** Data shown follows **

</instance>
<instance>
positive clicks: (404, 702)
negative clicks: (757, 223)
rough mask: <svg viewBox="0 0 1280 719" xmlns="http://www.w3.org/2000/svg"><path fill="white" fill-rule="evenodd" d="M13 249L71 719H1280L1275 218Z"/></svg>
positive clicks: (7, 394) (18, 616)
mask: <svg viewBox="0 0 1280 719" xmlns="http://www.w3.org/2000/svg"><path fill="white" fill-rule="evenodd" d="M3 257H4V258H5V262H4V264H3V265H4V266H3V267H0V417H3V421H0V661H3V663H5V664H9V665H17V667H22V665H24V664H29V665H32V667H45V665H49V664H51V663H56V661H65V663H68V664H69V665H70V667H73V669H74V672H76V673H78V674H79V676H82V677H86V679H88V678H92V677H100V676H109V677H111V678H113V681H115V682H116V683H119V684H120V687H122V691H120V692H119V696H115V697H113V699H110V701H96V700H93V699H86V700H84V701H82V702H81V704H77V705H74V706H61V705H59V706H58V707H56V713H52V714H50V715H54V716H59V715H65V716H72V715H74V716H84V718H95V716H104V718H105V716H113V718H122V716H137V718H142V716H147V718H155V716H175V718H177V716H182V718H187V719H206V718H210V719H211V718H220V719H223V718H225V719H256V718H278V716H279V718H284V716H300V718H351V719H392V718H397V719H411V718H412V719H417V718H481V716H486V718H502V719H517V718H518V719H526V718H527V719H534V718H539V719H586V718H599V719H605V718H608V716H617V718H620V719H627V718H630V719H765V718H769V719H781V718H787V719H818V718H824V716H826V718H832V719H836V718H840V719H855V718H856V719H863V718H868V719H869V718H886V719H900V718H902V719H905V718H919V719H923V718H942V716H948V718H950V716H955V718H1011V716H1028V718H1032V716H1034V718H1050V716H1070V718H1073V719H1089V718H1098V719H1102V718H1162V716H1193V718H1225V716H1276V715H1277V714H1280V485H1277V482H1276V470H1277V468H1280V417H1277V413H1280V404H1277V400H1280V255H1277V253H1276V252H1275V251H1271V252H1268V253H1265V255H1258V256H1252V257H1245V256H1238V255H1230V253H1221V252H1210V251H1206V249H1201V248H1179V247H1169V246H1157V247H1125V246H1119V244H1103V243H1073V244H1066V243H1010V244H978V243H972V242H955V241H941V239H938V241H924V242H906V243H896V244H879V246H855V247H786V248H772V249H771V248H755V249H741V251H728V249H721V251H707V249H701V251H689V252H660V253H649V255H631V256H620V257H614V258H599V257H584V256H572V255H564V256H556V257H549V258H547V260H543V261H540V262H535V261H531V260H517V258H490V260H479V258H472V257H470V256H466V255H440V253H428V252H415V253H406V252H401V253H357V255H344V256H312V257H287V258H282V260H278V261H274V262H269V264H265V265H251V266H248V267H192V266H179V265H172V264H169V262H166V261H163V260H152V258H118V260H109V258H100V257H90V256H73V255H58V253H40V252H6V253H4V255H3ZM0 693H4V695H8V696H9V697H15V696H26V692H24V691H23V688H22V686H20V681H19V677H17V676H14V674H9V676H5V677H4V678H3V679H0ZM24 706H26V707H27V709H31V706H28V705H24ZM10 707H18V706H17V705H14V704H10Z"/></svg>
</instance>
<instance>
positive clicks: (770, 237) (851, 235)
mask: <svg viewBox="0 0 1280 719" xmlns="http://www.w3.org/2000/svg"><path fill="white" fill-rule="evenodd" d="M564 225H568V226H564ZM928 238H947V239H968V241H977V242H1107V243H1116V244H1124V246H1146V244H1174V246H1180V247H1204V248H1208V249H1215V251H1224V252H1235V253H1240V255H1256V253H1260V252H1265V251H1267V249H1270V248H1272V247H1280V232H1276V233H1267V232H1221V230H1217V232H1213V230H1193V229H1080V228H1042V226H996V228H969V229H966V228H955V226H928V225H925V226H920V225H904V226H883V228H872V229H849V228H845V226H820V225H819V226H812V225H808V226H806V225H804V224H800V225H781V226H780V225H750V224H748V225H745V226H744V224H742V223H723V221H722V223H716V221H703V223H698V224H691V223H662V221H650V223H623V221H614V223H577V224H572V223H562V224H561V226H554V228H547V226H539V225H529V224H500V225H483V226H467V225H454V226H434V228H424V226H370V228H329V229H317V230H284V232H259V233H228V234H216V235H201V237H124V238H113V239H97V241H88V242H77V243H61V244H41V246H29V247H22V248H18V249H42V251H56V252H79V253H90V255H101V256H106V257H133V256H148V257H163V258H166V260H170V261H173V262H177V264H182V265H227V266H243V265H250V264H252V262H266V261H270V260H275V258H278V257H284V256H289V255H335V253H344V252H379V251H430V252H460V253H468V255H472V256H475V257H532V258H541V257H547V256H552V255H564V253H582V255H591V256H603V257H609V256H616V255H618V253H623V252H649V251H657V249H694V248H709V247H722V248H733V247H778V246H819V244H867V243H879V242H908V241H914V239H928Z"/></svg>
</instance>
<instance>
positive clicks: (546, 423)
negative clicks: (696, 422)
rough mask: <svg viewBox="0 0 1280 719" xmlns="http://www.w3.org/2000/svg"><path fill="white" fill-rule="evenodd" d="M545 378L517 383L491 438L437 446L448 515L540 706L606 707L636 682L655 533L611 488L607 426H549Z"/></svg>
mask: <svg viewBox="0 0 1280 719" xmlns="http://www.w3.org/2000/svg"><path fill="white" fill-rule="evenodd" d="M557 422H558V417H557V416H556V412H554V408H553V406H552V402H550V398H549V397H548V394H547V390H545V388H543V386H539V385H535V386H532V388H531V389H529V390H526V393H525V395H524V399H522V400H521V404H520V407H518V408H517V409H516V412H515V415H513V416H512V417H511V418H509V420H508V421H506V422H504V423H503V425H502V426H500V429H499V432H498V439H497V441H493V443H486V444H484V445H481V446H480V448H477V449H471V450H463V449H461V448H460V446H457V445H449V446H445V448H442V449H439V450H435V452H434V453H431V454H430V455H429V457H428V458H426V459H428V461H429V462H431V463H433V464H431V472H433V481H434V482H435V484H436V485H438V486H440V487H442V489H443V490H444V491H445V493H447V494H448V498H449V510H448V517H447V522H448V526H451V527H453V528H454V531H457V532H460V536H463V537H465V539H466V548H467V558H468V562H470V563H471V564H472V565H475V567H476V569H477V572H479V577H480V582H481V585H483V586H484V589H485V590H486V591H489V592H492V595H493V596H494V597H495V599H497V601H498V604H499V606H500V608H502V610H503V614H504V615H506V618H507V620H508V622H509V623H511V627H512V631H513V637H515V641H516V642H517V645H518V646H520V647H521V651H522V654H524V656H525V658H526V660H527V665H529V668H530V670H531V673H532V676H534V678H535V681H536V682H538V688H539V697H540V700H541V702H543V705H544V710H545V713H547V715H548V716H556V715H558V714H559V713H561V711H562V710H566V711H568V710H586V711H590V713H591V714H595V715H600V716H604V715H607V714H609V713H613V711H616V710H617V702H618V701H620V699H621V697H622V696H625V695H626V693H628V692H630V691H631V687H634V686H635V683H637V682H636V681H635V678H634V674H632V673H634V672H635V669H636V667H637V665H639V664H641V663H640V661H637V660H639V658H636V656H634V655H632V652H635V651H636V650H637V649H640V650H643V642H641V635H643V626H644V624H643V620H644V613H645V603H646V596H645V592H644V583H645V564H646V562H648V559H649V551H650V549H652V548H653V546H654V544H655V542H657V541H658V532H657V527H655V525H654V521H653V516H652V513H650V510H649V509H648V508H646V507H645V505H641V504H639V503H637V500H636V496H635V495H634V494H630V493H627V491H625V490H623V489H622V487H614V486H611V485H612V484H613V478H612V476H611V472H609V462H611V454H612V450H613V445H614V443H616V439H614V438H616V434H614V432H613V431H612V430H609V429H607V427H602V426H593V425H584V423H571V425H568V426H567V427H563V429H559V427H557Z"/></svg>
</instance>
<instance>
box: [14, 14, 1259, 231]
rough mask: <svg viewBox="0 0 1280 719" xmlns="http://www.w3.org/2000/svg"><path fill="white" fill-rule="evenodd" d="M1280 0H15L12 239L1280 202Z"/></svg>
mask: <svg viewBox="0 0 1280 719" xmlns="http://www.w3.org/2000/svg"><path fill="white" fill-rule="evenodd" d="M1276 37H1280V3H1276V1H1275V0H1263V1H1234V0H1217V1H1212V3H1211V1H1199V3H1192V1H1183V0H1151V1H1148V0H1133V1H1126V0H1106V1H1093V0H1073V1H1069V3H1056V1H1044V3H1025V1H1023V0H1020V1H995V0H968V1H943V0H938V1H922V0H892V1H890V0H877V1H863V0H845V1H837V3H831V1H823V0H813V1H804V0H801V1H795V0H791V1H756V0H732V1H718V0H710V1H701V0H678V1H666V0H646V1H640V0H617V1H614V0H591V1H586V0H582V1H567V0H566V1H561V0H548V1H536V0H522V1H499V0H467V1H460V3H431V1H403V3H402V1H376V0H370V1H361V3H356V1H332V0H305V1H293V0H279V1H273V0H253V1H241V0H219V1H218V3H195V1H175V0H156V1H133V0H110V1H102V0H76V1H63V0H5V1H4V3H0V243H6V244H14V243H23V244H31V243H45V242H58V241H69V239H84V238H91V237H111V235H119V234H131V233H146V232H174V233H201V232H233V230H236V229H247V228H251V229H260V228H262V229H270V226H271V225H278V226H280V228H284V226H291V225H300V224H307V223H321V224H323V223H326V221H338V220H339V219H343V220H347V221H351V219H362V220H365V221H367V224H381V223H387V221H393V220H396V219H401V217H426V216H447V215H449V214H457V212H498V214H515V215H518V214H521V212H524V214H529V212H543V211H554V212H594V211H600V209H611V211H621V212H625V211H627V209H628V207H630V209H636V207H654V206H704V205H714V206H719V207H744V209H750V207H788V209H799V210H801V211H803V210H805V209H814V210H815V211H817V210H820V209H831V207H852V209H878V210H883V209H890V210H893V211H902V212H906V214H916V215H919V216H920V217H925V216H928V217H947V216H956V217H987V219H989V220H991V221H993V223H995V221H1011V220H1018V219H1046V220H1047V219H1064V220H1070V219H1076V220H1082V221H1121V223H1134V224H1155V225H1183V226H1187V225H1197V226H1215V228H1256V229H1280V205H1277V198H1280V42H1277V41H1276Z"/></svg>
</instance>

** End of Data shown **

- What you should do:
Copy all the lines from the data above that hold the word "positive".

- Task response:
positive clicks: (404, 702)
positive clicks: (7, 394) (18, 616)
positive clicks: (770, 237) (851, 235)
positive clicks: (546, 423)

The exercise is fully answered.